## [Document passage]
>> Begin

The Genuine Imitation Life Gazette is a 1969 album by American rock band the Four Seasons. Member Bob Gaudio teamed up with Jake Holmes to create a psychedelic concept album which adjusted the band's stylings to the changing times of the late 1960s. Instead of love songs, the band tackled subjects such as war and racial tension.

The album's packaging was also distinctive, with the cover being stylized as a newspaper and the sleeve containing an eight-page newspaper-like insert that also had specially-done color underground comics strips by Skip Williamson and Jay Lynch.

The first single issued seven months before the album's release (June 1968) was "Saturday's Father" (Philips 40542). It only bubbled under at number 103 on the Billboard Hot 100. A second single with both sides culled from the album, "Idaho" and "Something's on Her Mind," was released in March 1969 as Philips 40597. Both sides barely crept into the Billboard Hot 100, at number 95 and number 98, respectively.

>> End

## [Stated problem A]
Repeat the rows unchanged, beginning at the line that has "frame** -> outlines" and stopping after the last line of the rows.
The album text and the rows that follow have no connection to each other.

## [Material for this exercise]
>> Begin

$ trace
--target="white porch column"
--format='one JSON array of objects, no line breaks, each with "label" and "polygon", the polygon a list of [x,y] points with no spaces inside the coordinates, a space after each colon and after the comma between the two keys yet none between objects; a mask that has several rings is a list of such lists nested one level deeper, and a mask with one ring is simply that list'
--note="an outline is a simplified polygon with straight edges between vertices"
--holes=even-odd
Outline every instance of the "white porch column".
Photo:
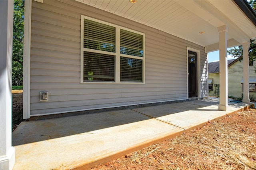
[{"label": "white porch column", "polygon": [[228,56],[227,32],[226,25],[218,28],[220,48],[220,110],[226,111],[228,104]]},{"label": "white porch column", "polygon": [[15,150],[12,147],[12,55],[13,1],[0,0],[0,169],[11,170]]},{"label": "white porch column", "polygon": [[244,53],[244,97],[243,102],[250,103],[249,98],[249,47],[250,44],[248,42],[244,43],[243,46],[243,52]]}]

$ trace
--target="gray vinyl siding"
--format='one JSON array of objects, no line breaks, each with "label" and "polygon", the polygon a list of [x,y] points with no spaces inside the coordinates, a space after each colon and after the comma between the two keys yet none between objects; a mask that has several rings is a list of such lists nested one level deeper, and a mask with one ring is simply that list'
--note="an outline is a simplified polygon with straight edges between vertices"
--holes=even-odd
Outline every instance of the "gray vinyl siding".
[{"label": "gray vinyl siding", "polygon": [[[80,83],[81,14],[145,34],[145,84]],[[31,25],[31,116],[186,99],[187,46],[201,52],[201,96],[208,95],[198,45],[75,1],[32,1]],[[40,102],[42,91],[48,102]]]}]

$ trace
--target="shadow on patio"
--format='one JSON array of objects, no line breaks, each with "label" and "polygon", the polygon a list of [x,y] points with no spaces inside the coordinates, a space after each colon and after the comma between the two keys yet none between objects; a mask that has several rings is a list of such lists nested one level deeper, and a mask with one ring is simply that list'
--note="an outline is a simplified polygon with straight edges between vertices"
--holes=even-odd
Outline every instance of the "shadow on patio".
[{"label": "shadow on patio", "polygon": [[22,122],[12,134],[14,170],[70,169],[124,155],[248,107],[218,110],[212,98]]}]

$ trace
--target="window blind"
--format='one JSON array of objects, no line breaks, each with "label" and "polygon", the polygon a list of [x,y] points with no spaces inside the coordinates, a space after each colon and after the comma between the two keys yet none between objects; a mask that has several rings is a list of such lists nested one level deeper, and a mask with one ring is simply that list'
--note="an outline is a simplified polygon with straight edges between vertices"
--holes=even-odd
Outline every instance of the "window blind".
[{"label": "window blind", "polygon": [[126,30],[120,30],[121,54],[143,57],[143,36]]},{"label": "window blind", "polygon": [[120,81],[142,82],[142,60],[127,57],[120,58]]},{"label": "window blind", "polygon": [[84,19],[84,48],[115,52],[116,28]]},{"label": "window blind", "polygon": [[84,52],[84,81],[114,81],[115,56]]}]

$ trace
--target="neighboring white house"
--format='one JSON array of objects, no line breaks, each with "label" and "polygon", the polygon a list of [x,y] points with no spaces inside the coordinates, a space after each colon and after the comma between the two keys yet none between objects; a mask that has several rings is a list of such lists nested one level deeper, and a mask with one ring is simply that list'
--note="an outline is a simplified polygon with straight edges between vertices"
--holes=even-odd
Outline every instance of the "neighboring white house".
[{"label": "neighboring white house", "polygon": [[[228,94],[230,97],[242,98],[244,82],[243,61],[228,60]],[[209,95],[218,96],[220,85],[219,62],[209,63],[208,66]],[[255,62],[249,66],[249,92],[251,99],[256,99],[256,73]]]},{"label": "neighboring white house", "polygon": [[[14,162],[10,142],[13,3],[0,1],[0,163],[8,167]],[[256,14],[246,1],[25,4],[24,118],[207,97],[207,54],[218,50],[223,73],[218,108],[227,110],[227,49],[240,45],[243,101],[250,102],[248,49],[250,39],[256,38]]]}]

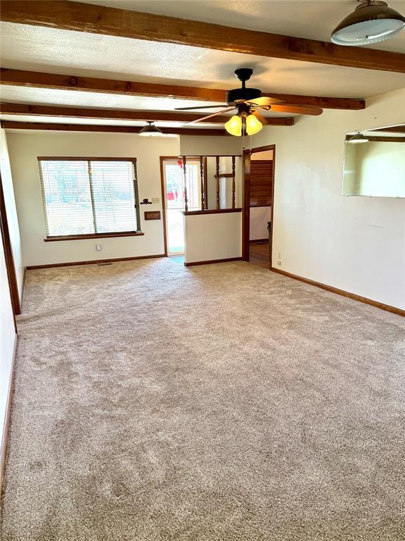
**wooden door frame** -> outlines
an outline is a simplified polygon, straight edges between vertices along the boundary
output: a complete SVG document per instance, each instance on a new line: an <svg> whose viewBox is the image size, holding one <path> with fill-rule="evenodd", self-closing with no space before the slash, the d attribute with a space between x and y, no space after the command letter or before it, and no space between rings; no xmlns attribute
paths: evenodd
<svg viewBox="0 0 405 541"><path fill-rule="evenodd" d="M162 189L162 213L163 218L163 237L165 239L165 256L168 256L167 250L167 224L166 223L166 189L165 186L165 170L163 163L165 160L178 160L178 156L160 156L160 187Z"/></svg>
<svg viewBox="0 0 405 541"><path fill-rule="evenodd" d="M273 232L274 230L274 170L276 169L276 145L267 144L264 147L257 147L255 149L248 149L243 151L243 209L242 213L242 259L244 261L249 261L249 243L250 232L250 155L257 152L263 152L266 150L273 151L273 178L271 186L271 229L270 242L269 251L270 261L269 268L271 268L273 259Z"/></svg>
<svg viewBox="0 0 405 541"><path fill-rule="evenodd" d="M21 303L20 301L20 294L18 293L18 285L17 283L17 275L15 273L15 267L14 265L14 258L13 256L13 249L10 240L10 231L8 230L8 223L7 221L7 213L6 211L6 201L4 200L4 192L3 191L3 181L1 174L0 173L0 229L1 230L1 239L3 247L4 249L4 258L6 259L6 267L7 269L7 278L8 279L8 288L10 290L10 298L11 299L11 306L13 307L13 315L14 316L14 326L17 332L17 324L15 323L15 316L21 313Z"/></svg>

>> End

## [Stated problem B]
Reproduce the album passage word for word, beginning at the words "The Genuine Imitation" and stopping after the words "and racial tension.".

## [Complete answer A]
**wooden door frame** -> outlines
an outline is a simplified polygon, straight edges between vertices along the boundary
output: a complete SVG document per instance, each instance on a new line: an <svg> whose viewBox is the image size, holding one <path> with fill-rule="evenodd", self-closing with no space before the slash, the d attribute with a space between x and y, no space after the command letter or before it, and no space between rings; no xmlns attribute
paths: evenodd
<svg viewBox="0 0 405 541"><path fill-rule="evenodd" d="M162 189L162 213L163 218L163 237L165 239L165 256L168 256L167 250L167 224L166 223L166 189L165 186L165 170L163 163L165 160L178 160L178 156L160 156L160 187Z"/></svg>
<svg viewBox="0 0 405 541"><path fill-rule="evenodd" d="M273 232L274 230L274 170L276 169L276 145L267 144L264 147L257 147L255 149L248 149L243 151L243 209L242 213L242 259L244 261L249 261L249 243L250 232L250 155L257 152L263 152L266 150L273 151L273 178L271 186L271 229L270 242L269 251L270 261L269 268L271 268L273 259Z"/></svg>
<svg viewBox="0 0 405 541"><path fill-rule="evenodd" d="M21 303L20 301L20 294L18 293L18 285L17 283L17 275L15 273L15 267L14 265L14 258L13 256L13 249L10 240L10 231L8 230L8 223L7 221L7 213L6 211L6 201L4 200L4 192L3 191L3 181L1 174L0 173L0 229L1 230L1 239L3 247L4 249L4 258L6 259L6 267L7 269L7 278L8 279L8 288L10 290L10 298L11 299L11 306L13 307L13 315L14 316L14 326L17 332L17 324L15 323L15 316L21 313Z"/></svg>

## [Complete answer B]
The Genuine Imitation Life Gazette is a 1969 album by American rock band the Four Seasons. Member Bob Gaudio teamed up with Jake Holmes to create a psychedelic concept album which adjusted the band's stylings to the changing times of the late 1960s. Instead of love songs, the band tackled subjects such as war and racial tension.